--- LIST OF TASKS ---
**1)** List each object of the present invention that the patent passage on modified regenerated cellulose fiber states.
**2)** Please carry on the patent passage on modified regenerated cellulose fiber, starting after its final sentence.

BRIEF SUMMARY OF THE INVENTION
Objects of the present invention is to simplify the complicated
dyeing process using a naphthol dye, and also to provide a modified
regenerated cellulose fiber which enables dyeing melange yarn or
union knitted/woven fabric in different colors with a naphthol dye
even in piece-dyeing by combining a modified regenerated cellulose
fiber of the present invention with other fibers by means of mixed
spinning or union knitting/weaving, as well as dyed fiber products
thereof.
The present inventors earnestly studied to solve the
above-described problems and obtained a modified regenerated
cellulose fiber which contains 0.5-3.0% by weight based on the
regenerated cellulose fiber of a grounder of naphthol dye selected
from the group having a medium to high level of affinity to the
regenerated cellulose fiber in a matrix consisting of the
regenerated cellulose fiber. Since the modified regenerated
cellulose fiber of the present invention can be dyed only with a
developer, the conventional dyeing process using a naphthol dye can
be remarkably simplified. At the same time, as this method gives no
or little staining to other fibers, it becomes possible to dye a
melange yarn or an union knitted/woven fabric in different colors
by piece dyeing using a naphthol dye, by combining the modified
regenerated cellulose fiber and other fibers by means of mixed
spinning or union knitting/weaving, and obtain the variety of fiber
products.

--- INFORMATION SHOWN ---
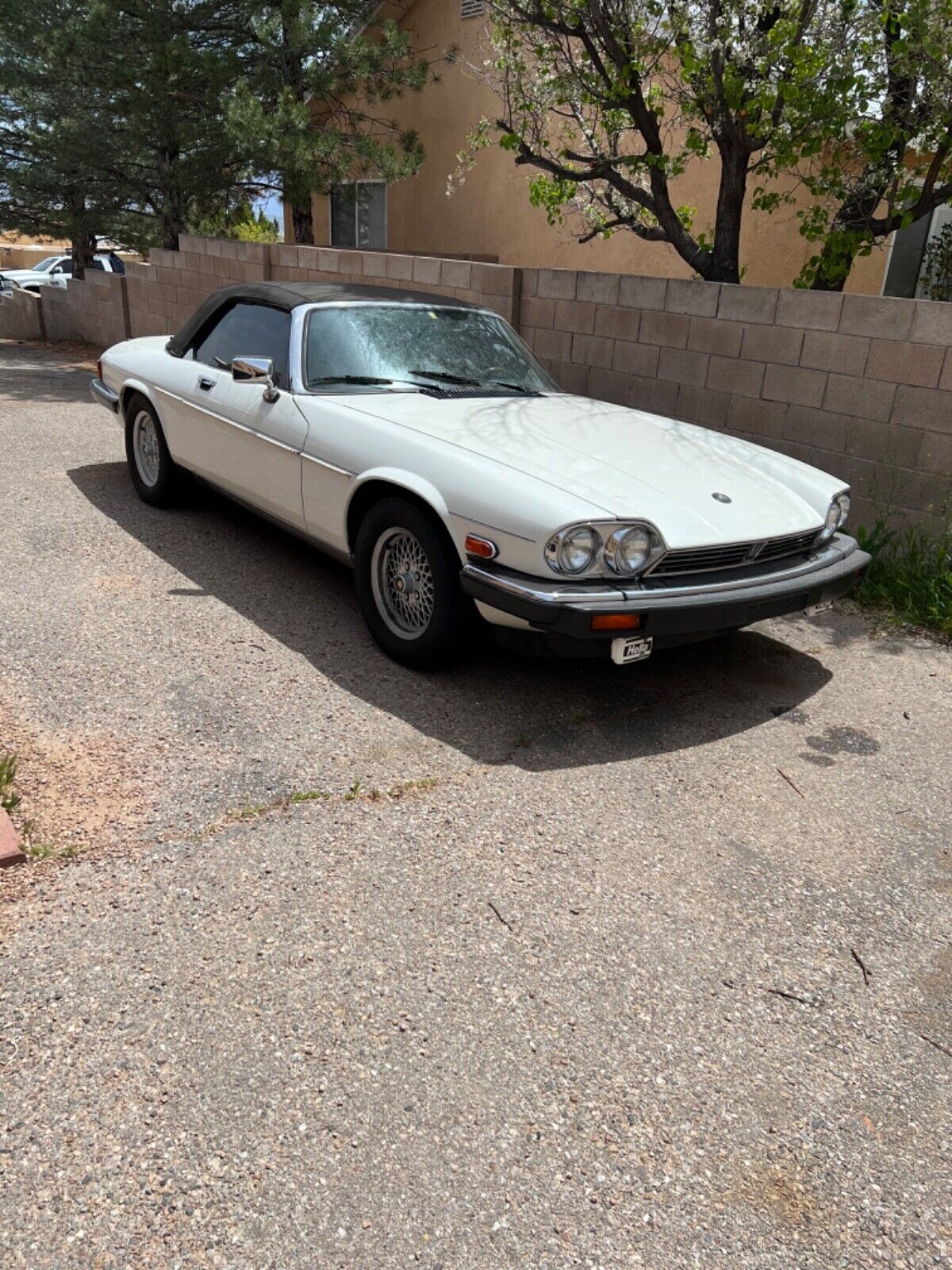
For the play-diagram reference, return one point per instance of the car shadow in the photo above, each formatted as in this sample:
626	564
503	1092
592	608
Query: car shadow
539	714
36	372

--- RESULTS FOR EACH TASK ---
**1)**
- To simplify the complicated dyeing process using a naphthol dye
- To provide a modified regenerated cellulose fiber that enables dyeing melange yarn or union knitted/woven fabric in different colors with a naphthol dye, even in piece-dyeing, by combining it with other fibers by means of mixed spinning or union knitting/weaving
- To provide dyed fiber products thereof

**2)**
BRIEF DESCRIPTION OF THE PREFERRED EMBODIMENTS
In the present invention, a grounder of naphthol dye is contained
in a matrix of regenerated cellulose fiber by adding and mixing a
grounder of naphthol dye in a spinning solution to produce
regenerated cellulose fiber, followed by spinning. Thus, the
grounder must be selected considering not only hue but also an
affinity to regenerated cellulose fiber.
As a grounder of naphthol dye to be used in the present invention,
those selected from the group having a medium to high level of
affinity to regenerated cellulose fiber are suitable. These
grounders are preferable because they hardly flow out from the
fiber in a spinning process of regenerated cellulose fiber and
provide deep color since coupling reaction in the fiber is not
inhibited during dyeing step with a developer. A grounder in the
group having a medium level of affinity to regenerated cellulose
fiber includes Colour Index Azoic Coupling Component (hereinafter
abbreviated as C.I.A.C.C.) 11, C.I.A.C.C. 12, C.I.A.C.C. 17,
C.I.A.C.C. 19 and the like described in Azoic Section of Color
Index, Second Edition, 1956, Vol. 3, printed and published from
Chorlcy & Pickersgil Ltd. A grounder in the group having a high
level of affinity to regenerated cellulose fiber includes, for
example, C.I.A.C.C. 4, C.I.A.C.C. 10, C.I.A.C.C. 23 and C.I.A.C.C.
28 and the like.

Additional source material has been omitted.